- **Your instructions**:
Write out again every line of the entries below, starting with the line that contains "of the scattered" and going on through the last line, keeping the requests unchanged. Shift each point by adding 125 to both its x and y coordinates.

____

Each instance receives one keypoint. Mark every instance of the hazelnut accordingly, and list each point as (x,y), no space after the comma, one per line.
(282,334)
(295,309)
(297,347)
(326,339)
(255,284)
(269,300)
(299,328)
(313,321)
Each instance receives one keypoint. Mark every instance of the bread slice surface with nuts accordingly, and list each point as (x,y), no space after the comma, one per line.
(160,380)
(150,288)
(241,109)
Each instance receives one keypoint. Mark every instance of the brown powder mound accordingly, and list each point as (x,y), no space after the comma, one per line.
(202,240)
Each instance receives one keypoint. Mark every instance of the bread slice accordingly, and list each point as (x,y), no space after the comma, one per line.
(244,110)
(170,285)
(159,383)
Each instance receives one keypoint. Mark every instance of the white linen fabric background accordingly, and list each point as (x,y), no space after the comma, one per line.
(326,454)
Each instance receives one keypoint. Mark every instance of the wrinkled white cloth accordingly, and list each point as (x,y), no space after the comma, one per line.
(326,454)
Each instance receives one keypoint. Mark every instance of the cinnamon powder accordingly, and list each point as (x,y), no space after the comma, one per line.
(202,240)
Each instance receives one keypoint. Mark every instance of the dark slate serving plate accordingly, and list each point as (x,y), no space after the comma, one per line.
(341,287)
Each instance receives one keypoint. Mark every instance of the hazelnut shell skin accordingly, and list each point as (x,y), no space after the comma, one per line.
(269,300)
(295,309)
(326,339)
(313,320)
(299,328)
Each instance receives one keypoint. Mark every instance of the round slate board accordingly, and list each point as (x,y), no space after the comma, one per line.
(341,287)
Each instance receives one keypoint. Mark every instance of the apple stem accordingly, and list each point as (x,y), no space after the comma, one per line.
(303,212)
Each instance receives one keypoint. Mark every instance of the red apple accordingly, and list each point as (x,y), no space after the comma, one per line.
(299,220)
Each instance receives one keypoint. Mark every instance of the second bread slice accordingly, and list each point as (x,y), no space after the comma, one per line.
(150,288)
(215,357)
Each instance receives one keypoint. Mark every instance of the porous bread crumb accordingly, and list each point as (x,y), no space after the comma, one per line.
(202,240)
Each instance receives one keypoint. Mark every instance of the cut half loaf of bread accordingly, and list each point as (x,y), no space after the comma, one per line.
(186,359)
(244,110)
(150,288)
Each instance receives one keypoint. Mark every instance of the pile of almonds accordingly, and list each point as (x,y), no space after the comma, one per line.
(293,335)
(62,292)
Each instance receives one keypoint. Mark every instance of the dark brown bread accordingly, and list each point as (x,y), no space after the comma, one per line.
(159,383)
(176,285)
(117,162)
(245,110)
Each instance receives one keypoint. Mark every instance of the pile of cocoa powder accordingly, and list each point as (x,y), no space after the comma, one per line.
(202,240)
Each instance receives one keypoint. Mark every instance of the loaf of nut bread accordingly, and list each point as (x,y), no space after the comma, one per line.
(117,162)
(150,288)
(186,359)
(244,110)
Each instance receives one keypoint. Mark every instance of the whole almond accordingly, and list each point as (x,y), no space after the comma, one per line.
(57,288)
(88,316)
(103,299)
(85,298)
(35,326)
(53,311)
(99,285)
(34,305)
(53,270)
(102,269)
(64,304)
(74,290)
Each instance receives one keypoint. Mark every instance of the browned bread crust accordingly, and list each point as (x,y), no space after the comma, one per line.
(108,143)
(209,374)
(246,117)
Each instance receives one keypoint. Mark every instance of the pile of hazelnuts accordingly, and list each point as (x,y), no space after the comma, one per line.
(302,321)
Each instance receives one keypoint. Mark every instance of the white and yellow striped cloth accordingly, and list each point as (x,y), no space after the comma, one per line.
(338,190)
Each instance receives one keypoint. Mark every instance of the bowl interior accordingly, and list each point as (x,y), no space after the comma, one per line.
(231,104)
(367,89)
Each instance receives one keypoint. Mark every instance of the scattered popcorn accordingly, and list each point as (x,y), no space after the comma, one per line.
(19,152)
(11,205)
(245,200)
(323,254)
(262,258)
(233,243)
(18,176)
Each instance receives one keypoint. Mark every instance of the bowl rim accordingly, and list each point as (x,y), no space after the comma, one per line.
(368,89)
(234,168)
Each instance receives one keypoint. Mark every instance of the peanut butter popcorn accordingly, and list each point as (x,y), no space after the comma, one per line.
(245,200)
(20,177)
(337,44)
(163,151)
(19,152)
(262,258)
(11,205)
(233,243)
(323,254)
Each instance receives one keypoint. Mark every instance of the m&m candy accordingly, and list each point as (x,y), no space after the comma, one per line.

____

- **Expected output**:
Each instance receives one keypoint. Mark every instance of the scattered popcorn accordingly, and list each point as (x,y), no space after the comma, one per line.
(144,277)
(136,330)
(370,325)
(448,379)
(387,383)
(358,368)
(143,301)
Each instance receives one keypoint. Mark every instance of the bowl rim accordingly, and list each point as (x,y), no space after the comma, one per line.
(493,214)
(359,293)
Each instance receives one keypoint. Mark every instance of the peanut butter popcorn accordingly, and list each point as (x,y), no space after the comma, one per line.
(370,325)
(145,302)
(462,169)
(288,276)
(144,277)
(387,383)
(136,330)
(358,368)
(448,379)
Each instance receives one keypoint. Mark every instance of the m&m candy accordingly, and list each point as (x,y), no space after the comma, one per line.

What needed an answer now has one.